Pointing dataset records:
——

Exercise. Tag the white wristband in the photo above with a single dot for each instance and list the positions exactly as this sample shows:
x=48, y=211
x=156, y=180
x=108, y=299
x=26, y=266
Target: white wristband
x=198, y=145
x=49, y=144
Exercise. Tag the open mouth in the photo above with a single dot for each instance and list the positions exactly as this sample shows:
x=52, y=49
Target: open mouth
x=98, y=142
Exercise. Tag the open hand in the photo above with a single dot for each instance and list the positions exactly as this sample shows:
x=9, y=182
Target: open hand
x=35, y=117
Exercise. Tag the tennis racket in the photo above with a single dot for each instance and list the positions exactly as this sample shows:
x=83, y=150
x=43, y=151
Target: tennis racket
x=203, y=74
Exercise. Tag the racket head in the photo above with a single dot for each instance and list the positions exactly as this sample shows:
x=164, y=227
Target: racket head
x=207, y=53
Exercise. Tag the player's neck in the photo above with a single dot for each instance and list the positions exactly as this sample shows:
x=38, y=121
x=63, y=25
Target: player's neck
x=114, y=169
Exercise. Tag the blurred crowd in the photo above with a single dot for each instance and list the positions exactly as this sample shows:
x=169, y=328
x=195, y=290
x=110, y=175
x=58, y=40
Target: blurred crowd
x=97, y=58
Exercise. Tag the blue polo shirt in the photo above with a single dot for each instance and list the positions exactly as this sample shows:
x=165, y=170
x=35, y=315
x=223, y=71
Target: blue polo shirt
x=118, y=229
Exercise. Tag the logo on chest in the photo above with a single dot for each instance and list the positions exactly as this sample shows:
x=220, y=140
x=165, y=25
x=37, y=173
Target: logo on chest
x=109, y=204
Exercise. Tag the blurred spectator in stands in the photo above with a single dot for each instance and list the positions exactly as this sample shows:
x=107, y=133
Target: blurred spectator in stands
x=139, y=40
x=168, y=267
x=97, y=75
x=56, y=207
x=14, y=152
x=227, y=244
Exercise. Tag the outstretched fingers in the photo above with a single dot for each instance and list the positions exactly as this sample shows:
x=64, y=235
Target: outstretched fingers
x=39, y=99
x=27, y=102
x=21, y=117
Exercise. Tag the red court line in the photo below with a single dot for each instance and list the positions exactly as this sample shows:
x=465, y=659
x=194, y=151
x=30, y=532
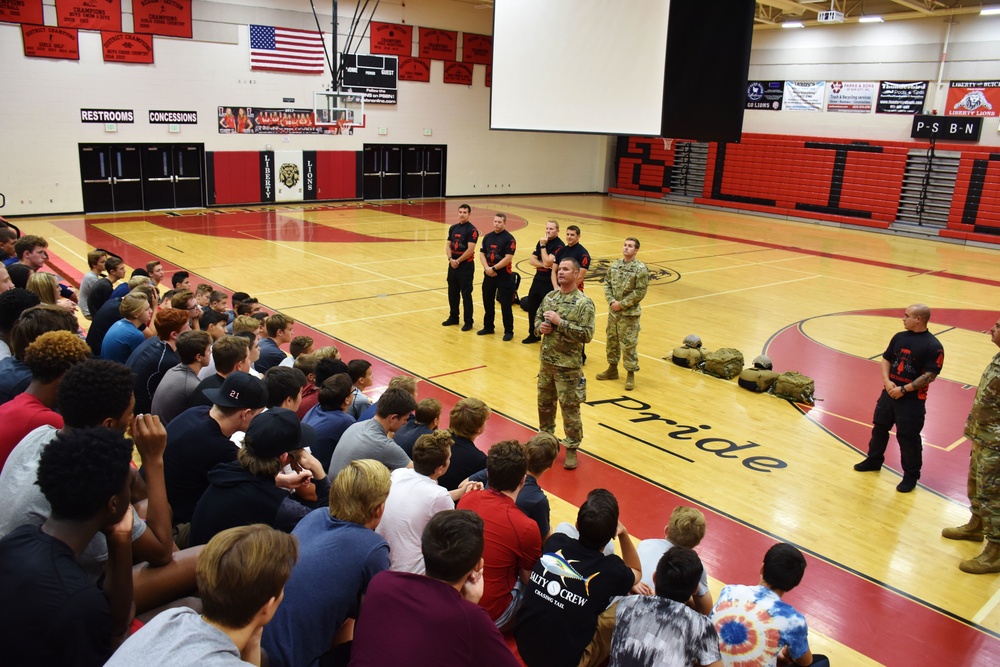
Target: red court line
x=892, y=627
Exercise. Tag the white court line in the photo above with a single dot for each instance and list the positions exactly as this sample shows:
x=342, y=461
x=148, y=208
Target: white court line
x=985, y=610
x=378, y=317
x=330, y=259
x=335, y=285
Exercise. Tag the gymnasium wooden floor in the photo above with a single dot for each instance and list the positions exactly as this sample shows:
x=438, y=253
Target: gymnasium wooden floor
x=882, y=586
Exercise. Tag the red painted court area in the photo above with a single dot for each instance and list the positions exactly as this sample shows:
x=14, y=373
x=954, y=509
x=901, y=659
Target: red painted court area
x=849, y=387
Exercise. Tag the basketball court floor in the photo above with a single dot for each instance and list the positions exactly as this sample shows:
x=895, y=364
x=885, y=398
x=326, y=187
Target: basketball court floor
x=882, y=586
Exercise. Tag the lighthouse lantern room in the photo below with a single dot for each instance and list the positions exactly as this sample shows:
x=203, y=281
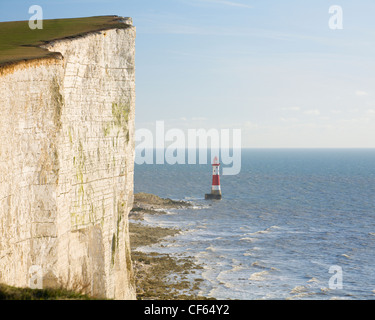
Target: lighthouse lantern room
x=215, y=189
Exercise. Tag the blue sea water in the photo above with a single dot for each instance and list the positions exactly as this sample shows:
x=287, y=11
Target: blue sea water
x=284, y=221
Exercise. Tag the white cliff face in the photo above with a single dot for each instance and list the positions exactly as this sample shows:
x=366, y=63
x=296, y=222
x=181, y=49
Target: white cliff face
x=66, y=166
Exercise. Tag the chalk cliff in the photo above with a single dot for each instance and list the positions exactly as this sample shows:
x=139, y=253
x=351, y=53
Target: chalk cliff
x=66, y=165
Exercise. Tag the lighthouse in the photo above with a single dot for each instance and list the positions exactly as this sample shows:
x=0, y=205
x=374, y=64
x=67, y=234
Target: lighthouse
x=215, y=189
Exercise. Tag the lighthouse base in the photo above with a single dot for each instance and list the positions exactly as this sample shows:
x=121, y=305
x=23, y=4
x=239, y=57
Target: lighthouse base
x=210, y=196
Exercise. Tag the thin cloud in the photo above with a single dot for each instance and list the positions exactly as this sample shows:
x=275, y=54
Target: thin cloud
x=361, y=93
x=223, y=2
x=230, y=3
x=314, y=112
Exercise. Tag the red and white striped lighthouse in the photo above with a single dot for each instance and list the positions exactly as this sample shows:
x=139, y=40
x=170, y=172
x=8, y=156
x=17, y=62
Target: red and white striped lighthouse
x=215, y=189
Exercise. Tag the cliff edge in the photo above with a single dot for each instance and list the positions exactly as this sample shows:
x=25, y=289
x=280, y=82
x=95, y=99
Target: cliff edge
x=67, y=161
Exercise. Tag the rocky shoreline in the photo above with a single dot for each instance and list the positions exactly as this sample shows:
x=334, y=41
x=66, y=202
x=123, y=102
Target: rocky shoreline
x=160, y=276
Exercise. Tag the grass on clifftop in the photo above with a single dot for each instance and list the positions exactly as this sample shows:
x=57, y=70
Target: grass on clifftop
x=19, y=42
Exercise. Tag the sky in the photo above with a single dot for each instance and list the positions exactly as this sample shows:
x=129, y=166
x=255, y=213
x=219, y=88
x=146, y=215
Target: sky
x=273, y=69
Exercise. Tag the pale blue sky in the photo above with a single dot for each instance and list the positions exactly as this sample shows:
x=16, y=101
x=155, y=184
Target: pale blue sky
x=272, y=68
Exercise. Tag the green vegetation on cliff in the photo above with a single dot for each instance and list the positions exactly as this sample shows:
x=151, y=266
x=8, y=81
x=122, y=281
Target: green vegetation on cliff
x=13, y=293
x=18, y=42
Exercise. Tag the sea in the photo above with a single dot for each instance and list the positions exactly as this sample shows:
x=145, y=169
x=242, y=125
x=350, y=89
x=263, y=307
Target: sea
x=293, y=224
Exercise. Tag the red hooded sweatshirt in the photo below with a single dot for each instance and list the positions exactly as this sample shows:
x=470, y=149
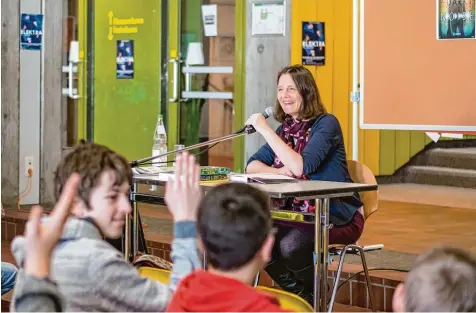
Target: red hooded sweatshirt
x=202, y=291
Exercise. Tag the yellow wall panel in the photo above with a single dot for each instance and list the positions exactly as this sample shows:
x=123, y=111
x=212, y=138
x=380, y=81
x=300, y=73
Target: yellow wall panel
x=334, y=79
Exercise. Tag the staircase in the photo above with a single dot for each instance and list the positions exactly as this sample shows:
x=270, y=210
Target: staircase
x=455, y=167
x=443, y=176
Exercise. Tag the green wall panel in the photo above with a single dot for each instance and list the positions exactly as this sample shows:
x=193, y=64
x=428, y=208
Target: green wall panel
x=125, y=110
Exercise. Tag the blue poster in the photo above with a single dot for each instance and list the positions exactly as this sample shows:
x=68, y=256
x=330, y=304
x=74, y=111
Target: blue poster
x=31, y=31
x=313, y=43
x=125, y=59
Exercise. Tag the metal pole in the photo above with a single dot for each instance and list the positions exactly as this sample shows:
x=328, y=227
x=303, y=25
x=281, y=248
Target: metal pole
x=317, y=257
x=355, y=82
x=135, y=224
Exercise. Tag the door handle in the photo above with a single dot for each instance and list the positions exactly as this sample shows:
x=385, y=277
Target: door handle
x=72, y=68
x=175, y=80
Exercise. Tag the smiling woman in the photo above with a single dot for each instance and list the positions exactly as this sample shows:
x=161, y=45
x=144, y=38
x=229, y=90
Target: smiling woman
x=308, y=145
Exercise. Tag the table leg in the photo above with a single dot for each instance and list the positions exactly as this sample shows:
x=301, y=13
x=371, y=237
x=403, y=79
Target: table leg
x=321, y=254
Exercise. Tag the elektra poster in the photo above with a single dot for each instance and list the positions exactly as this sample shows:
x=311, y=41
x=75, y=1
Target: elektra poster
x=125, y=59
x=31, y=31
x=456, y=19
x=313, y=43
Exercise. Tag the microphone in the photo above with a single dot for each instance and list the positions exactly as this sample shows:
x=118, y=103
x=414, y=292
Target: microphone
x=248, y=129
x=267, y=113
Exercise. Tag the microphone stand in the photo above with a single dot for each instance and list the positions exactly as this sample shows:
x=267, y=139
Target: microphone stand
x=244, y=131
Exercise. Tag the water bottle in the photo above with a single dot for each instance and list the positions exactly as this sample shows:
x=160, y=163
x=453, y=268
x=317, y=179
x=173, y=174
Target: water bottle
x=160, y=143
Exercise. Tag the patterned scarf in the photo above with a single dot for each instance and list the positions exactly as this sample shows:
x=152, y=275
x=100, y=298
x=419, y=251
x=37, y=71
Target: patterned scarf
x=296, y=136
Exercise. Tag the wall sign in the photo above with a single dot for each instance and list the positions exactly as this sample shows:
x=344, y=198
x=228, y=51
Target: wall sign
x=31, y=31
x=210, y=20
x=125, y=59
x=456, y=19
x=123, y=25
x=268, y=18
x=313, y=43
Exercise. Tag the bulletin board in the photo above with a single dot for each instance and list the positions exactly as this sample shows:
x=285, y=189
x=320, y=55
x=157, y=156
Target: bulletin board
x=410, y=79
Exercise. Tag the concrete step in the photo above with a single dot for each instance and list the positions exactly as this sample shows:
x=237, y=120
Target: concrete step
x=443, y=176
x=463, y=158
x=444, y=196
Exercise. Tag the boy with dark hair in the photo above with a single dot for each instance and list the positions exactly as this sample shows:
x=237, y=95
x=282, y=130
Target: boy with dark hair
x=235, y=230
x=442, y=280
x=91, y=274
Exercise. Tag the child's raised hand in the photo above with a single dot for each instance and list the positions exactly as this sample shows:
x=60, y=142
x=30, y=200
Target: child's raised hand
x=182, y=193
x=41, y=238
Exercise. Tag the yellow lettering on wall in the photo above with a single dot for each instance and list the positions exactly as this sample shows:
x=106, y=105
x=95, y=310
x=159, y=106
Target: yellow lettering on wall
x=125, y=30
x=123, y=25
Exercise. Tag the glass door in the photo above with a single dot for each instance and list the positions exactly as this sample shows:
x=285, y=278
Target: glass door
x=121, y=42
x=150, y=57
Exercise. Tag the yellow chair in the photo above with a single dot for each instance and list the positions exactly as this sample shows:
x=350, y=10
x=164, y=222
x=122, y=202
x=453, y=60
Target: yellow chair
x=155, y=273
x=288, y=300
x=363, y=175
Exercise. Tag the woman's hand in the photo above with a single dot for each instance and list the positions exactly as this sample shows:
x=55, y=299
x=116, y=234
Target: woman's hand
x=258, y=121
x=285, y=171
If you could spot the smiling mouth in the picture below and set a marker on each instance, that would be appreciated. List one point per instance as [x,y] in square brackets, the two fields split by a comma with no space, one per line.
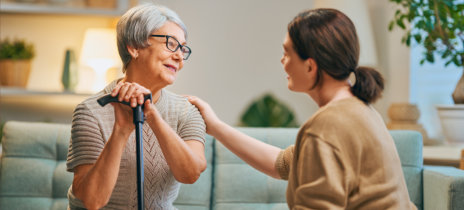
[170,67]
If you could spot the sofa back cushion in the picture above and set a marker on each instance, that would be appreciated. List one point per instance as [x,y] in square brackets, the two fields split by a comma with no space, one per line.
[239,186]
[33,169]
[409,147]
[33,166]
[197,196]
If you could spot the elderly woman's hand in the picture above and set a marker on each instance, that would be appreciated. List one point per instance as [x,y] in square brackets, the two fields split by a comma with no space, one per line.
[132,93]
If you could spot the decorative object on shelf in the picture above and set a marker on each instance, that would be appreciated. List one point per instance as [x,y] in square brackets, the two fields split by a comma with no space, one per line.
[15,62]
[99,51]
[437,26]
[267,111]
[404,116]
[102,4]
[70,75]
[452,122]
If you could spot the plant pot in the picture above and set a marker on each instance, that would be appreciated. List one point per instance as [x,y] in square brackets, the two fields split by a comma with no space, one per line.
[404,116]
[452,123]
[14,72]
[458,94]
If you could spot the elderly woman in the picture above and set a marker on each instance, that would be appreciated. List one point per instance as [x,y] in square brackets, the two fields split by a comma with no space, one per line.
[152,46]
[343,157]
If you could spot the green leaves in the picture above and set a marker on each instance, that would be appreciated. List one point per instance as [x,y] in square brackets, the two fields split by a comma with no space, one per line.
[438,25]
[17,49]
[267,111]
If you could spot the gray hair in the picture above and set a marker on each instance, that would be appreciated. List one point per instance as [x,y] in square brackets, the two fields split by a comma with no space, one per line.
[136,25]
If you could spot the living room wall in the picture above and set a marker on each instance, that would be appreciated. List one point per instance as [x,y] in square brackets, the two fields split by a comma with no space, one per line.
[237,46]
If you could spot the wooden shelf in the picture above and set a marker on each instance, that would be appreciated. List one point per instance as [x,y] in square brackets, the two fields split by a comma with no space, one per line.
[26,105]
[44,8]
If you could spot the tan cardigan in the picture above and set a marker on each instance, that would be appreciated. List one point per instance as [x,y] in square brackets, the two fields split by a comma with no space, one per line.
[344,158]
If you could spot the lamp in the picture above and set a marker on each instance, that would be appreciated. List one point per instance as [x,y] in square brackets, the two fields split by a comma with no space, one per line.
[357,11]
[100,53]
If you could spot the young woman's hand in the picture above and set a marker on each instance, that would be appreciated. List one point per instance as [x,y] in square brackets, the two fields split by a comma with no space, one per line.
[212,121]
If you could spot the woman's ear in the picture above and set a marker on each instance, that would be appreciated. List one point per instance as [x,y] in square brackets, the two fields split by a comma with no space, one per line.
[134,52]
[310,65]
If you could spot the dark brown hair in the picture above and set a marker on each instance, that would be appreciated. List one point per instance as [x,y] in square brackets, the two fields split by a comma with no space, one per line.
[329,37]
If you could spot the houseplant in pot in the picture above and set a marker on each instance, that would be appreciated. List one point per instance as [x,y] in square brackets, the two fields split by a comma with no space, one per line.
[267,111]
[438,26]
[15,62]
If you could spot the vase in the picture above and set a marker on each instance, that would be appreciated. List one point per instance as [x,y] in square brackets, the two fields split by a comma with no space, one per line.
[69,76]
[458,94]
[404,116]
[14,72]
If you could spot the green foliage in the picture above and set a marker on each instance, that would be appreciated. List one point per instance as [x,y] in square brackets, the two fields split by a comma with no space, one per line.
[1,131]
[438,26]
[268,112]
[17,49]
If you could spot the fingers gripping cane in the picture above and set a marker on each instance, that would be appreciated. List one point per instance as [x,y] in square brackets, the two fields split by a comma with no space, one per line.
[138,121]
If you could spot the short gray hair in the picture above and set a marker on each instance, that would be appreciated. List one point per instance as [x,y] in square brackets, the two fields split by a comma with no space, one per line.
[136,25]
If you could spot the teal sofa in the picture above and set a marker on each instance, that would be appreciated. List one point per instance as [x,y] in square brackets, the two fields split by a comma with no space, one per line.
[33,173]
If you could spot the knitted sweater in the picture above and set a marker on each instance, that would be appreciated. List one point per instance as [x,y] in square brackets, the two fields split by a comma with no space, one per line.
[344,158]
[92,126]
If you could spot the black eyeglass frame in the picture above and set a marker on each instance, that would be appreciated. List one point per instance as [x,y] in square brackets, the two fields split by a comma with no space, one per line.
[178,46]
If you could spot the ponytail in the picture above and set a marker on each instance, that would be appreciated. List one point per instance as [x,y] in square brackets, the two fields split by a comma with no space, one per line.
[369,84]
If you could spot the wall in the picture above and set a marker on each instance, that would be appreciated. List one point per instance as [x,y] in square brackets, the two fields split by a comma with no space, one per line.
[51,36]
[237,46]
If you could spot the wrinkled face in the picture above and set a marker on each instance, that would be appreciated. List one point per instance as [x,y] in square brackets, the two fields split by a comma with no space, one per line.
[296,68]
[158,60]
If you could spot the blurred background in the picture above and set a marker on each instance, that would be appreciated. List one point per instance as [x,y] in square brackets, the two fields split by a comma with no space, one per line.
[236,45]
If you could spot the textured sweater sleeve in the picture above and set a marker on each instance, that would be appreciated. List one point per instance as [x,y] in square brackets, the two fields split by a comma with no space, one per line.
[321,175]
[192,126]
[283,162]
[86,141]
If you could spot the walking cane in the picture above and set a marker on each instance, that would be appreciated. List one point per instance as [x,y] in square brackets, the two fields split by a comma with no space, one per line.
[138,121]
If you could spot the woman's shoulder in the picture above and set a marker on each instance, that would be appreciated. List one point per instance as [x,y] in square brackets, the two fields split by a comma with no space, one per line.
[340,111]
[343,119]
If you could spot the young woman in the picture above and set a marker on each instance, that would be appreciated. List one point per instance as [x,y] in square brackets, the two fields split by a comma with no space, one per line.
[344,156]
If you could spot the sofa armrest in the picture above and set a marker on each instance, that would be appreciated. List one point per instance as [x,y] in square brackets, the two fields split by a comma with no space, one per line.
[443,188]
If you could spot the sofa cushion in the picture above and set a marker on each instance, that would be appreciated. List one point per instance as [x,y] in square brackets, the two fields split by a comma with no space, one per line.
[409,147]
[32,173]
[197,196]
[239,186]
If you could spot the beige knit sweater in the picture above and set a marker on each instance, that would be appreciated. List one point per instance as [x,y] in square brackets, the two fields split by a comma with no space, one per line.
[344,158]
[91,128]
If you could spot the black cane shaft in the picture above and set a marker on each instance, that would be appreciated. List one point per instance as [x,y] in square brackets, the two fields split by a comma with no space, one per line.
[140,173]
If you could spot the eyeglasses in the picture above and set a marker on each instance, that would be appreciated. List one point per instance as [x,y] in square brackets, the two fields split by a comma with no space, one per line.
[172,44]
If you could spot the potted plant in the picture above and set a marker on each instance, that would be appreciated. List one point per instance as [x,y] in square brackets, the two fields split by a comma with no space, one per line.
[15,62]
[438,25]
[267,111]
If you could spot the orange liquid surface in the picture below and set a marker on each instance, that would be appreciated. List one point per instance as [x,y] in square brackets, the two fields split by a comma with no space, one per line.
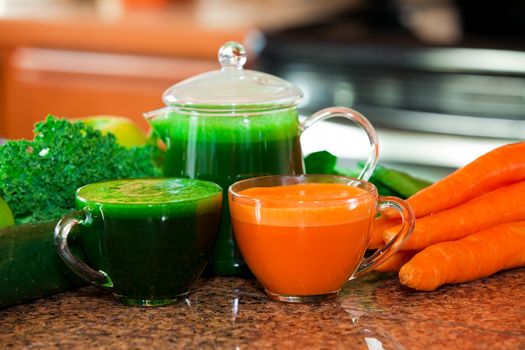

——

EXERCISE AIM
Revise the listing from its first line through the line containing "x=49, y=144", replacing "wristband" with "armband" and leaving everything else unchanged.

CORRECT RESPONSE
Exercise. Tag the white armband in the photo above with a single dot for each instance and list the positions exactly as this sample shows:
x=48, y=211
x=156, y=180
x=108, y=299
x=26, y=266
Target: white armband
x=198, y=145
x=49, y=144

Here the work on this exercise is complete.